Could you copy every one of the entries below word for word?

***** Input data *****

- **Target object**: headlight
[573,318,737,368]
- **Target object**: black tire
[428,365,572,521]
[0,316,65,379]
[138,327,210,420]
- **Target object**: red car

*****

## Answer for the task
- **Target object**: headlight
[573,318,737,368]
- **Target object**: black tire
[428,365,572,521]
[0,316,65,379]
[138,327,210,420]
- **Target object**: red car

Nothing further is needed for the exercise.